• [Material provided]

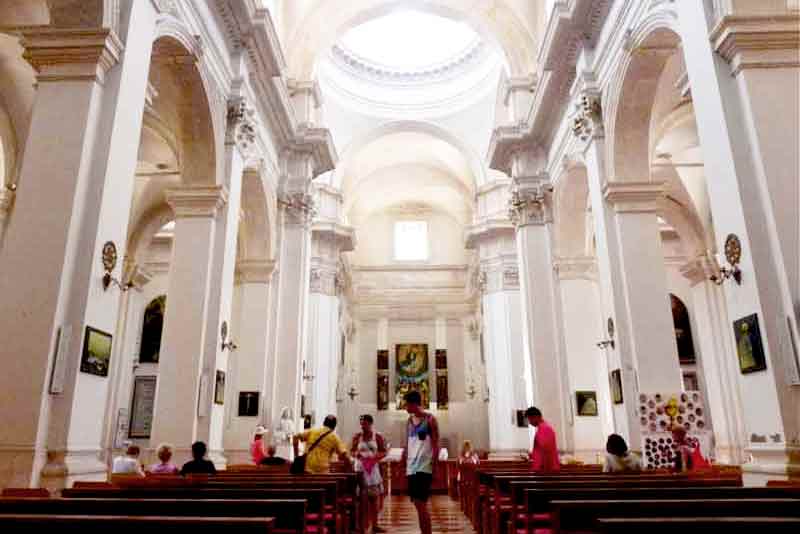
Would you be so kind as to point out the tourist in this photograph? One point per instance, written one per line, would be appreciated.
(321, 443)
(544, 456)
(618, 458)
(198, 464)
(165, 466)
(128, 464)
(270, 459)
(467, 454)
(257, 445)
(420, 454)
(368, 449)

• [Directions] In your copy, leave out the pictures and reproduce the material above exactly.

• [Solution for this problem]
Would you be so kind as to point out the tourist in this photograph? One point per instance, written one per line, would be appreciated.
(321, 443)
(544, 456)
(618, 458)
(198, 464)
(165, 466)
(128, 464)
(270, 459)
(467, 454)
(257, 445)
(420, 454)
(368, 449)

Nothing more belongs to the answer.